# Prompt
All of the data must be written out verbatim, with pictures excluded.

--- Source material ---

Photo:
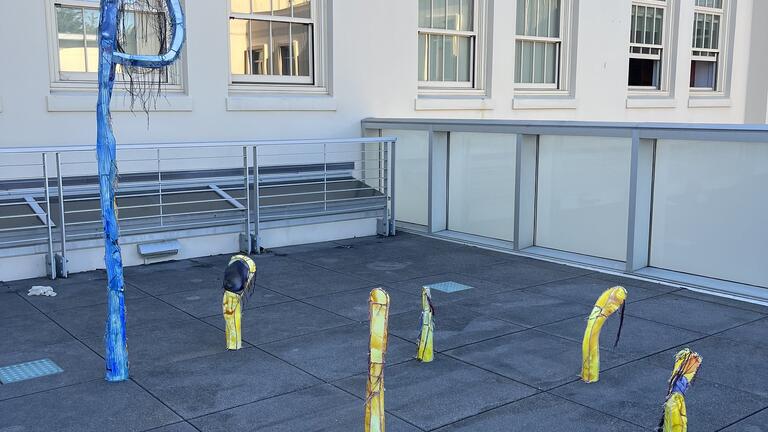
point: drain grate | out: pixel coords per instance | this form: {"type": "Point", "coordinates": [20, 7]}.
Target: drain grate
{"type": "Point", "coordinates": [448, 286]}
{"type": "Point", "coordinates": [28, 370]}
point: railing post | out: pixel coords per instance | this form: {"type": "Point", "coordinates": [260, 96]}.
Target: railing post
{"type": "Point", "coordinates": [526, 161]}
{"type": "Point", "coordinates": [246, 189]}
{"type": "Point", "coordinates": [62, 221]}
{"type": "Point", "coordinates": [51, 258]}
{"type": "Point", "coordinates": [640, 201]}
{"type": "Point", "coordinates": [257, 236]}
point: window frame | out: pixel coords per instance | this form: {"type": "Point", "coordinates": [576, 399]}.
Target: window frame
{"type": "Point", "coordinates": [89, 80]}
{"type": "Point", "coordinates": [667, 50]}
{"type": "Point", "coordinates": [479, 53]}
{"type": "Point", "coordinates": [722, 51]}
{"type": "Point", "coordinates": [565, 54]}
{"type": "Point", "coordinates": [317, 82]}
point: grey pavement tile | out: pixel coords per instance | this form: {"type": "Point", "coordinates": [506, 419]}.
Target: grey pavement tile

---

# Task answer
Photo:
point: drain grate | out: pixel coords per instance | this form: {"type": "Point", "coordinates": [20, 7]}.
Target: drain grate
{"type": "Point", "coordinates": [448, 286]}
{"type": "Point", "coordinates": [28, 370]}
point: railing post | out: pixel coords per instance | this form: {"type": "Point", "coordinates": [260, 96]}.
Target: railing post
{"type": "Point", "coordinates": [526, 161]}
{"type": "Point", "coordinates": [246, 189]}
{"type": "Point", "coordinates": [62, 221]}
{"type": "Point", "coordinates": [51, 258]}
{"type": "Point", "coordinates": [640, 201]}
{"type": "Point", "coordinates": [257, 236]}
point: window frame | out: pixel coords per instance | this form: {"type": "Point", "coordinates": [576, 399]}.
Target: window frame
{"type": "Point", "coordinates": [89, 80]}
{"type": "Point", "coordinates": [667, 50]}
{"type": "Point", "coordinates": [479, 53]}
{"type": "Point", "coordinates": [722, 51]}
{"type": "Point", "coordinates": [565, 54]}
{"type": "Point", "coordinates": [317, 82]}
point: grey pavement tile | out: pixel coords per instance | this form: {"type": "Point", "coordinates": [506, 419]}.
Target: grey pavement tile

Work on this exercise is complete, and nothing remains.